■ What needs to be done:
Return the lines below word for word, leaving out the pictures.
##########
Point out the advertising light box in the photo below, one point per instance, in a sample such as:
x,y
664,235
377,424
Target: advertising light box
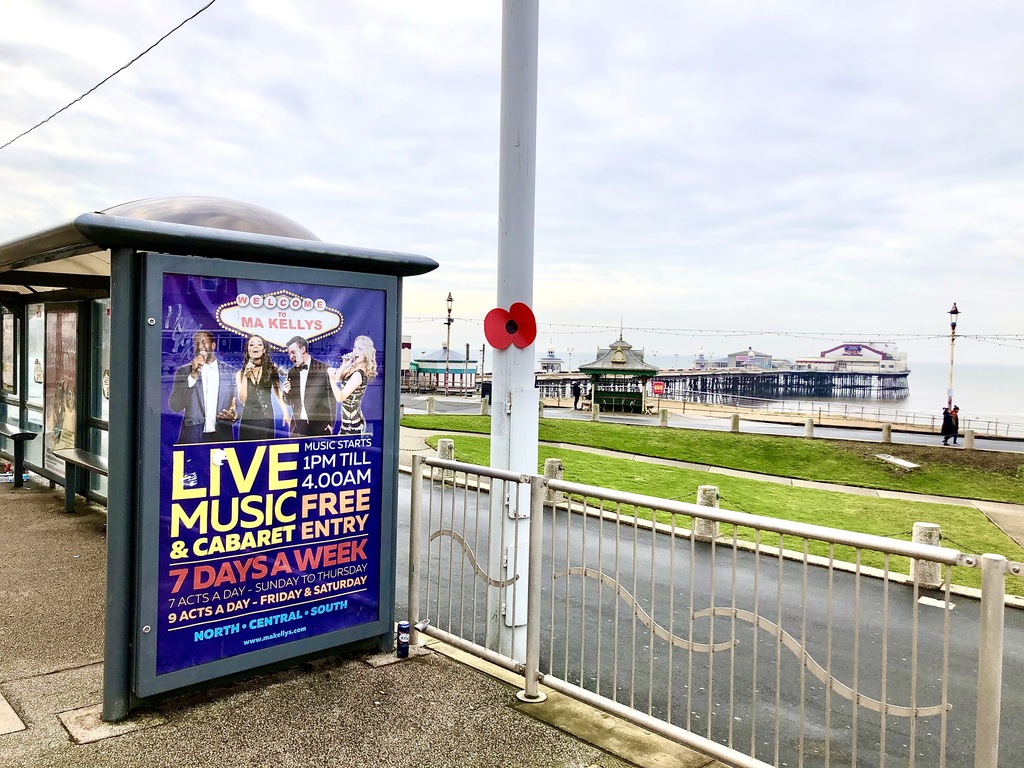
x,y
269,440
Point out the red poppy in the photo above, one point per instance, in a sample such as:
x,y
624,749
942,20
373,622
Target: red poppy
x,y
513,326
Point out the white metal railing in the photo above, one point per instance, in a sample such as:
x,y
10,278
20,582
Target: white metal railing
x,y
751,407
770,643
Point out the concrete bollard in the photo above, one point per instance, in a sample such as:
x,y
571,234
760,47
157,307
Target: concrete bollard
x,y
925,572
553,471
445,451
705,529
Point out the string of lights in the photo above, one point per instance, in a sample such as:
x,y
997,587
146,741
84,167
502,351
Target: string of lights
x,y
1008,340
104,80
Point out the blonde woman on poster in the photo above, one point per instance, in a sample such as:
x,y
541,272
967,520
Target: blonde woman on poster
x,y
348,382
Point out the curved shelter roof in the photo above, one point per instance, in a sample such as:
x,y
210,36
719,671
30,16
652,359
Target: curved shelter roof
x,y
72,261
620,359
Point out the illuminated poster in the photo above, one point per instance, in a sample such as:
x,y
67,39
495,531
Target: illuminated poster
x,y
9,370
59,382
270,441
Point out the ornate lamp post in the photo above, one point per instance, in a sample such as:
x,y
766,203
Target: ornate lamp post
x,y
448,344
952,341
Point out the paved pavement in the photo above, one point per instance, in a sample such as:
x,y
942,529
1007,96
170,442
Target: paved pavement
x,y
344,711
438,709
1009,517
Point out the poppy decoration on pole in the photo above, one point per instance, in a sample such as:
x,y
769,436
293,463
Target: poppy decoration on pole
x,y
513,326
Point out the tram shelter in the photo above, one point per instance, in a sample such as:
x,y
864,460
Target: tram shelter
x,y
95,316
619,378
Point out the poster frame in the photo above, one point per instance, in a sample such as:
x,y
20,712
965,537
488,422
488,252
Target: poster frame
x,y
146,682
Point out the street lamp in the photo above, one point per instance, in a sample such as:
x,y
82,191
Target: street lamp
x,y
448,344
952,341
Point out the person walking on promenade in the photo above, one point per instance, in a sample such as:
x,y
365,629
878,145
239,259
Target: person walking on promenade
x,y
947,426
##########
■ Expected answer:
Point out the advertising light box in the photo below, one point per instance, in a sample such as:
x,y
664,235
377,424
Target: advertising light box
x,y
269,440
Point out the red poppy in the photo above, one point per instance, in a sample such as:
x,y
624,749
942,20
373,622
Target: red poppy
x,y
513,326
Point out the white metal railing in the photo above, one point per instance, in a sample such as:
x,y
10,278
20,582
Target: white metal railing
x,y
751,407
770,643
Point out the concrete bollard in the photo above, one point per instance, in a sample such as:
x,y
571,234
760,47
157,307
Target: concrete bollard
x,y
925,572
553,471
445,451
705,529
Point out the string of lights in the photo above, one point per instance, in a sample such as:
x,y
997,587
146,741
84,167
502,351
Target: string of lights
x,y
1008,340
104,80
Point out the blonde woman on poster in the photo above, one point per instance, in a sample such as:
x,y
541,272
967,520
Target: blonde woman on poster
x,y
348,382
Point out the curved shelter roof in the photo above, one point per instance, in a sample such as:
x,y
210,36
719,671
30,16
652,359
Target: curved shelter roof
x,y
72,261
620,359
Point out the illuminated poster in the photo above, one point per instance, in a sample such as:
x,y
67,39
495,531
Target: illuminated poster
x,y
9,370
59,382
270,441
Point out the ornate lamp post in the photo above, one point per instance, in a sample such as:
x,y
766,203
Target: ornate lamp post
x,y
448,344
952,341
Point out the paved pavement in the photo above, one point per instance, in a sample such as:
x,y
942,529
1007,96
170,442
Target: paved pavement
x,y
344,711
438,709
1009,517
Point out the poppy decoration on pole in the photo above, one point per instance, in a sample such as:
x,y
769,436
293,463
Target: poppy decoration on pole
x,y
513,326
Point out the tram shelter in the photo above, one point per instance, in a sample such as:
x,y
864,460
Target: tram shelter
x,y
95,316
619,378
Point out the poster frame in the photo above, one point per instance, in a sample such as:
x,y
20,712
965,537
488,422
488,252
Target: poster frame
x,y
146,682
Point out the street lamp in the photo above, one point per instance, in a sample such as:
x,y
82,191
Target: street lamp
x,y
448,344
952,341
Point out the person walking on promenade in the photo above, one point per instance, in a sample such as:
x,y
365,629
878,145
239,259
Target: person walking on promenade
x,y
947,426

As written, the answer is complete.